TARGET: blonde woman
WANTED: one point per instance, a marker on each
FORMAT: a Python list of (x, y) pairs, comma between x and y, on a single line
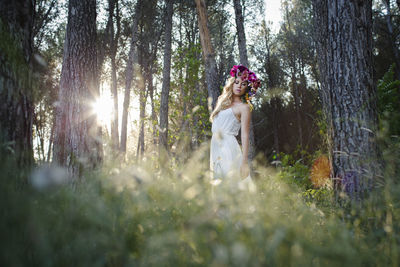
[(232, 113)]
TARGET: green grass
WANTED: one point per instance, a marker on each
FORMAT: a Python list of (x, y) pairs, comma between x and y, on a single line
[(171, 216)]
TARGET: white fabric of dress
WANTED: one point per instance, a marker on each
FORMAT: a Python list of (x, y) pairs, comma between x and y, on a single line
[(225, 153)]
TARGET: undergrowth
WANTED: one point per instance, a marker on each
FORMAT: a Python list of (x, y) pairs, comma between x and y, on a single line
[(139, 215)]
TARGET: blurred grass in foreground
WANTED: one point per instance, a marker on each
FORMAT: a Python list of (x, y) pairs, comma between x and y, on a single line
[(139, 215)]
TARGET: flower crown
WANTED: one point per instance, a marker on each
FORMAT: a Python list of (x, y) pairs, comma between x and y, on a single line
[(246, 75)]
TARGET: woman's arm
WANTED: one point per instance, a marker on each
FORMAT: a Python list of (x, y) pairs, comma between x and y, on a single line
[(245, 126)]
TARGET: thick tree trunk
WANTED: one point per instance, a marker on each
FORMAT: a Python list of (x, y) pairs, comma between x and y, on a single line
[(208, 54), (344, 44), (112, 5), (16, 107), (76, 143), (129, 74), (163, 134), (241, 33)]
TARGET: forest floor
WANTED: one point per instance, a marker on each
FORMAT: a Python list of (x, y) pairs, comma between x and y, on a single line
[(134, 216)]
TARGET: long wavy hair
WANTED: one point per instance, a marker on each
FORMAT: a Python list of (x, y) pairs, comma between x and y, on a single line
[(225, 99)]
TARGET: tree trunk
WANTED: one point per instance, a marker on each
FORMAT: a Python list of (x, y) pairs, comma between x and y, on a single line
[(163, 134), (77, 141), (344, 44), (296, 97), (112, 5), (129, 74), (16, 107), (208, 54), (143, 99), (243, 60), (241, 33)]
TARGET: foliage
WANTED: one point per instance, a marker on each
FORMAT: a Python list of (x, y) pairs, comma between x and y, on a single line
[(388, 101), (136, 215)]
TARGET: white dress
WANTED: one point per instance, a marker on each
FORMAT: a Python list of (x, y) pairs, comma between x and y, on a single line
[(225, 154)]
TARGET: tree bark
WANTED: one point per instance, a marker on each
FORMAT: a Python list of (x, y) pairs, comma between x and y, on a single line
[(16, 97), (208, 54), (129, 74), (241, 33), (113, 39), (163, 134), (77, 142), (344, 44)]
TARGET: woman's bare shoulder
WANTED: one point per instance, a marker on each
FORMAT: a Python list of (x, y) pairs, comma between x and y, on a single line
[(244, 107)]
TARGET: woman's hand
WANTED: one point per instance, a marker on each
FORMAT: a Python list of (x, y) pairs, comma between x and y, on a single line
[(244, 170)]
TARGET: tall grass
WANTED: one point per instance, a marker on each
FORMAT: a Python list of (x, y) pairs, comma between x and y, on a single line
[(139, 215)]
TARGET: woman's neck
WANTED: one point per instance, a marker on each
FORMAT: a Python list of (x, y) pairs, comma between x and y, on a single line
[(236, 99)]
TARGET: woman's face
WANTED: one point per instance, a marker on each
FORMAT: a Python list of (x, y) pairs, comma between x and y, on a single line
[(239, 87)]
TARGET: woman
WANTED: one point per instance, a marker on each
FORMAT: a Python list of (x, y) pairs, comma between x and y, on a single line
[(232, 112)]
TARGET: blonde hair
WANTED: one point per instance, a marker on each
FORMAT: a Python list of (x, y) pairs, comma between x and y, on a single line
[(225, 99)]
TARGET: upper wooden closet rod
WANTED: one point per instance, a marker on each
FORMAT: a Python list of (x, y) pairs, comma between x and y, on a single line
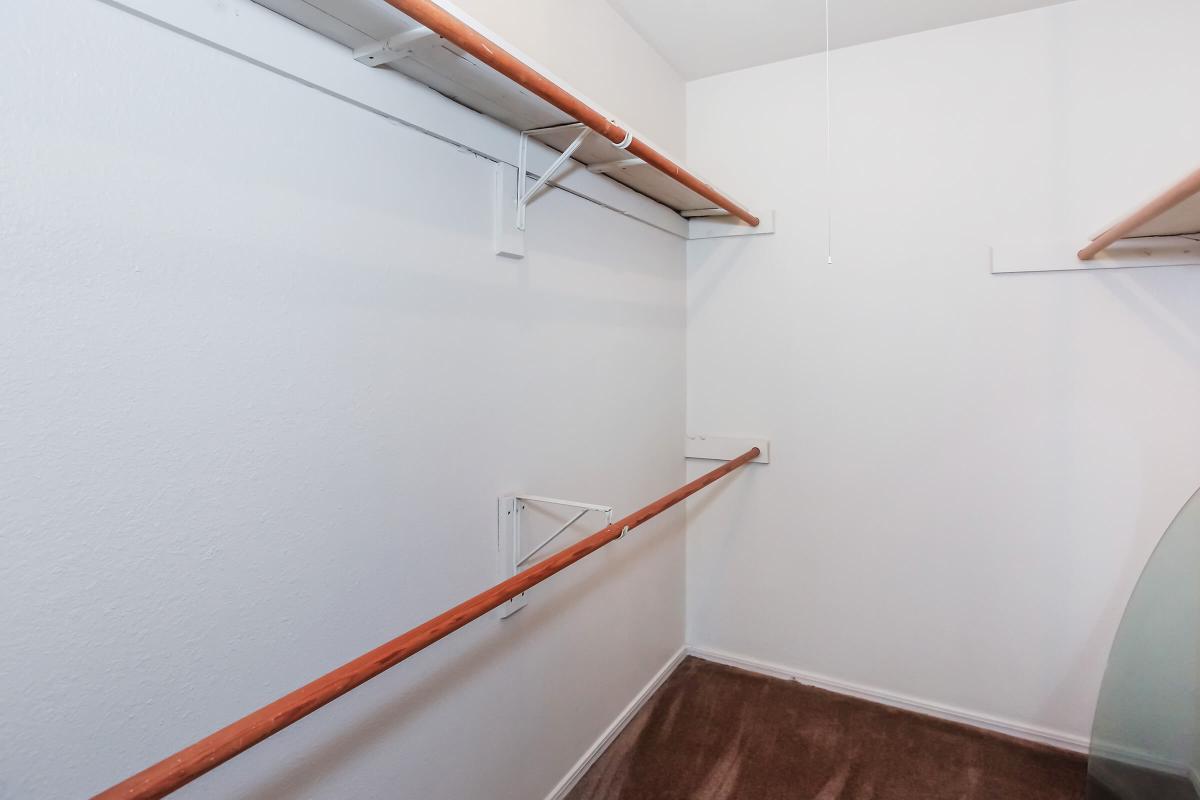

________________________________________

[Task to complete]
Could you copy every row above word for word, leaving out the pictures?

[Answer to the problem]
TARGET: blonde woman
WANTED: one point per instance, a marker on each
FORMAT: a Python list of (x, y) pairs, comma between x and y, on a single line
[(232, 113)]
TARGET: green grass
WANTED: one point per instance, a marker on each
FORMAT: a Python list of (x, y) pairs, comma between x and y, on a single line
[(171, 216)]
TARGET: white fabric of dress
WANTED: one point per instance, a marker on each
FORMAT: a Python list of (x, y) pairs, comma between x and y, on a single line
[(225, 153)]
TARGET: undergrowth
WANTED: one point per instance, a marker on each
FORMAT: a Python list of (x, y) pairs, comma between x and y, on a single line
[(139, 215)]
TARGET: blurred grass in foreground
WANTED: one point per instance, a marker on each
FORMAT: a Python list of (x, y) pairs, comma between x and y, on a single line
[(139, 215)]
TARGET: flower crown
WANTED: one point per instance, a marker on each
FORMAT: a Python list of (x, y) pairs, comma between x and y, on a single line
[(246, 75)]
TARGET: woman's arm
WANTED: one point per instance, a marker on each
FORMAT: a Python list of (x, y) pairs, comma between x and y, on a single line
[(245, 126)]
TARGET: thick tree trunk
WANTED: one point per instance, a marker on each
FORMAT: a Python list of (x, y) pairs, comma between x and y, on a single line
[(208, 54), (344, 44), (112, 5), (16, 107), (76, 143), (129, 74), (163, 134), (241, 33)]
TARGET: forest floor
WANTED: one point per instance, a marker on each
FORMAT: a Python list of (x, y) pairs, comma between x and y, on a single line
[(134, 216)]
TARGET: long wavy hair
WANTED: one point per instance, a marker on each
FORMAT: a Python list of (x, y) pairs, comma between x and y, on a single line
[(225, 99)]
TARGET: tree trunk
WANTED: one point per instance, a marker on each
FORMAT: a Python list of (x, y) pairs, comma between x and y, on a single line
[(163, 134), (77, 141), (344, 44), (296, 97), (112, 5), (129, 74), (16, 107), (208, 54), (143, 99), (243, 60), (241, 33)]
TARGET: foliage
WANTED: one point per instance, a marker on each
FORMAT: a Python list of (x, y) pairs, comma between x and y, on a single line
[(388, 101), (136, 215)]
TARGET: white dress
WANTED: one point per instance, a marker on each
FORMAT: a Python list of (x, y) pairs, comma between x and y, on a single line
[(225, 154)]
TARGET: tree bark
WANTED: one point per instance, a marker on each
FORMAT: a Python list of (x, y) pairs, comma between x and y, on a single line
[(16, 97), (208, 54), (129, 74), (241, 33), (113, 39), (163, 134), (77, 142), (344, 44)]
TARGET: woman's bare shoulder
WANTED: one point per instance, a marker on each
FORMAT: a Python list of (x, y) pairs, comma between x and y, on a single line
[(244, 107)]
TARGET: woman's hand
WANTED: one point per instance, a marker on each
FORMAT: a Python list of (x, y) pairs, comma between x and y, on a single line
[(244, 170)]
TARGET: tall grass
WANTED: one point per instance, a marker on each
FORMAT: a Python list of (x, y) pairs, comma between x and y, on a single line
[(139, 215)]
TARGET: woman's neck
WANTED: one point per instance, a marker on each
FORMAT: a Python list of (x, y) pairs, comma between x and y, on a single line
[(236, 99)]
TARGET: woman's face
WANTED: one point per instance, a marker on each
FORMAT: a Python list of (x, y) pairs, comma between x and y, on a single line
[(239, 87)]
TARGET: woman
WANTED: one point per instance, a marker on each
FORMAT: a Python list of (x, y) pairs, comma between x and y, on a single line
[(232, 112)]
TARGET: blonde hair
WANTED: one point per instance, a marker on each
FORMAT: a Python list of (x, y) pairs, comma between x and y, on a single line
[(225, 99)]
TARGET: upper wooden closet rod
WANTED: one point per instance, a marker on each
FORMAT: a Python list of (x, y) pairs, comma between x and y, on a single line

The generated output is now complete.